### Selected text
--- START ---

# Maciej Lampe WILL be in a Knicks uniform next year...



## robyg1974 (Jul 19, 2002)

Keep in mind that second round picks do not have guaranteed contracts. They can sign for whatever their teams offer them. The Knicks can offer Lampe all or part of the MLE ($4.9 mil). A team cannot buy out a foreign dude's contract--they can chip in around $0.3-$0.4 mil to help out, but that's it, the player has to pay the rest of it. Lampe can easily pay off Real Madrid if the Knicks give him a pretty large chunk of their MLE this summer. If they do, he's a Knick; if they don't, he's not a Knick.

Because Lampe desperately wants to come over to the NBA, and because he is in a pretty terrible negotiating position, don't expect him to be able to hold New York hostage. The Knicks can offer him about half the MLE--between $2.0-$2.5 mil--and that will be enough for him to pay off Real Madrid and come on over to the NBA for good. This means that New York will not be able to offer a free agent its full MLE--it will only have another $2.5-$3.0 mil to play around with, which will only be enough to get an iffy guy like, say, Elden Campbell--but who cares, they have gotten one of the all-time steals in NBA draft history here in Maciej Lampe.

--- END ---

(Extracted data entries)

--- START ---

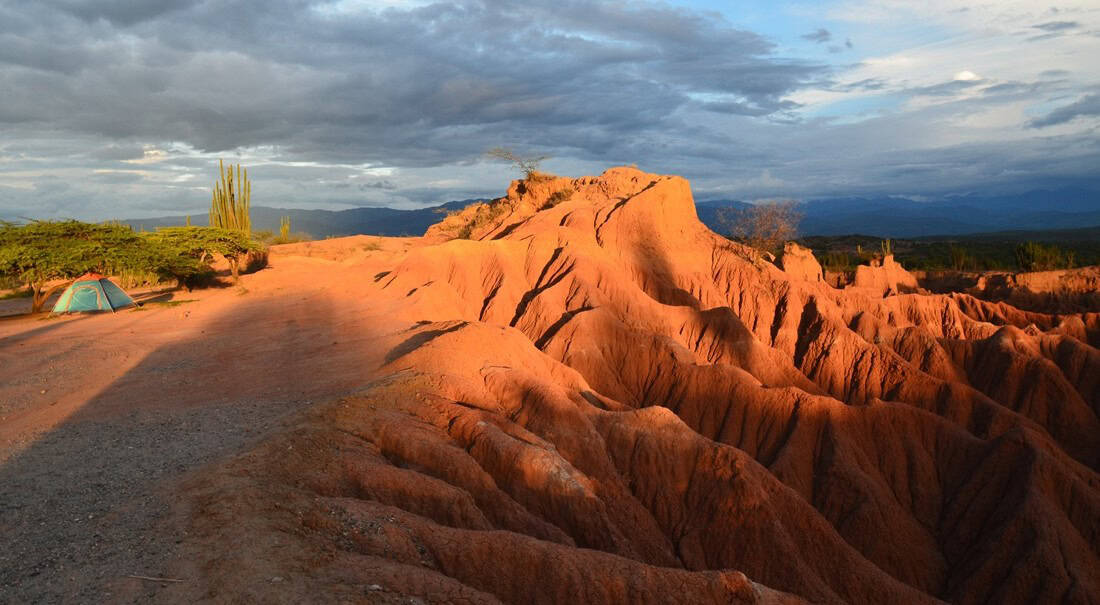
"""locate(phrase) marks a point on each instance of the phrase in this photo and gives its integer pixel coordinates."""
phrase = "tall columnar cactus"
(229, 207)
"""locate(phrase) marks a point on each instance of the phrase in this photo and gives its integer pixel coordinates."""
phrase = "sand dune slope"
(604, 402)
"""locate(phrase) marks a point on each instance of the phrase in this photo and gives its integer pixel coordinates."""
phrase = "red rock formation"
(608, 403)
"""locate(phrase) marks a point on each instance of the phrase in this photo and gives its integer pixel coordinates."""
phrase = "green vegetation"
(1036, 256)
(47, 255)
(180, 245)
(230, 205)
(18, 293)
(42, 253)
(763, 227)
(1010, 251)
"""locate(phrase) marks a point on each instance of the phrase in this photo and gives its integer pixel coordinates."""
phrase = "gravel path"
(88, 504)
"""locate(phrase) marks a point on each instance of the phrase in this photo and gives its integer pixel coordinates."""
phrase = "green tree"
(1037, 256)
(200, 244)
(47, 255)
(765, 227)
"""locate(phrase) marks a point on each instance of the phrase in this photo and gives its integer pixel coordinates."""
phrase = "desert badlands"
(586, 397)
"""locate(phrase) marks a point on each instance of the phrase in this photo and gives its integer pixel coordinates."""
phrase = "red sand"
(604, 402)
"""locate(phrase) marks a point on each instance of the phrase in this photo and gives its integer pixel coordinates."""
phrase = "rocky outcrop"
(799, 263)
(604, 402)
(884, 275)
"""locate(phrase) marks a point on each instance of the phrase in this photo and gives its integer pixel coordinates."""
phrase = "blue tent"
(92, 293)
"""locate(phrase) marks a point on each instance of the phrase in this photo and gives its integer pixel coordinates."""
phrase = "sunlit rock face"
(607, 403)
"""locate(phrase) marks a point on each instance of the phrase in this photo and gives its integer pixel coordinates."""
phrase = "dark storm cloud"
(1088, 106)
(425, 86)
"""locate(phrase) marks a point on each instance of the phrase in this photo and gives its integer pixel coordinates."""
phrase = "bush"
(765, 227)
(1036, 256)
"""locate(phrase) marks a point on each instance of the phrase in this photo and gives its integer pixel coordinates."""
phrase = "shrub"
(1036, 256)
(47, 255)
(763, 227)
(528, 164)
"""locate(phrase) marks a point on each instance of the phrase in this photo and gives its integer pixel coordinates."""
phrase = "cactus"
(229, 206)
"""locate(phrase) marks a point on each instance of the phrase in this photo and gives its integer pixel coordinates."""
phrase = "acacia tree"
(527, 164)
(766, 227)
(47, 255)
(200, 244)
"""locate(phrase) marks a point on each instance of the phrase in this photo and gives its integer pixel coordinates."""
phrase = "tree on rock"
(765, 227)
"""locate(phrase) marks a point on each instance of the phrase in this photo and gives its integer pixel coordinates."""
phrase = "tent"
(92, 293)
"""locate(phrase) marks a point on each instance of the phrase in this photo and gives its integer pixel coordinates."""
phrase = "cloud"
(1087, 106)
(1057, 25)
(117, 110)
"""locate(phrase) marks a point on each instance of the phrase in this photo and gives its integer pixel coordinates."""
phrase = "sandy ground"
(100, 415)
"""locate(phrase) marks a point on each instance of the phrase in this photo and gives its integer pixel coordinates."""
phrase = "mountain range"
(889, 217)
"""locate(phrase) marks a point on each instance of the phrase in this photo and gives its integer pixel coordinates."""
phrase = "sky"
(117, 109)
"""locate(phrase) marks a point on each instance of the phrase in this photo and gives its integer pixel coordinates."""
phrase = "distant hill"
(886, 217)
(891, 217)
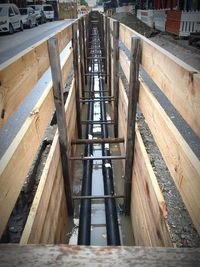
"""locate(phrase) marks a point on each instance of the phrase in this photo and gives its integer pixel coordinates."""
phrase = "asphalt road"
(10, 45)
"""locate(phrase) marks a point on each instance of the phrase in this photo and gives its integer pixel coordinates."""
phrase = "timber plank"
(52, 211)
(33, 129)
(182, 163)
(17, 160)
(148, 208)
(21, 73)
(177, 80)
(155, 210)
(65, 255)
(36, 218)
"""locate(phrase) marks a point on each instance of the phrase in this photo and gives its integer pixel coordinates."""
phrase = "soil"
(182, 230)
(18, 218)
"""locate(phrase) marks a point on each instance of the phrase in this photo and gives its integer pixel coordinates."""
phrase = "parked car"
(28, 17)
(48, 11)
(10, 18)
(40, 16)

--- END ---

### What this exercise asks
[1] List every dollar amount or dollar range given in the post about Maciej Lampe, in the order they appear.
[2] Reproduce word for word everything in the post about Maciej Lampe from "# Maciej Lampe" down to "not a Knick.".

### Expected outputs
[1]
$4.9 mil
$0.3-$0.4 mil
$2.0-$2.5 mil
$2.5-$3.0 mil

[2]
# Maciej Lampe WILL be in a Knicks uniform next year...



## robyg1974 (Jul 19, 2002)

Keep in mind that second round picks do not have guaranteed contracts. They can sign for whatever their teams offer them. The Knicks can offer Lampe all or part of the MLE ($4.9 mil). A team cannot buy out a foreign dude's contract--they can chip in around $0.3-$0.4 mil to help out, but that's it, the player has to pay the rest of it. Lampe can easily pay off Real Madrid if the Knicks give him a pretty large chunk of their MLE this summer. If they do, he's a Knick; if they don't, he's not a Knick.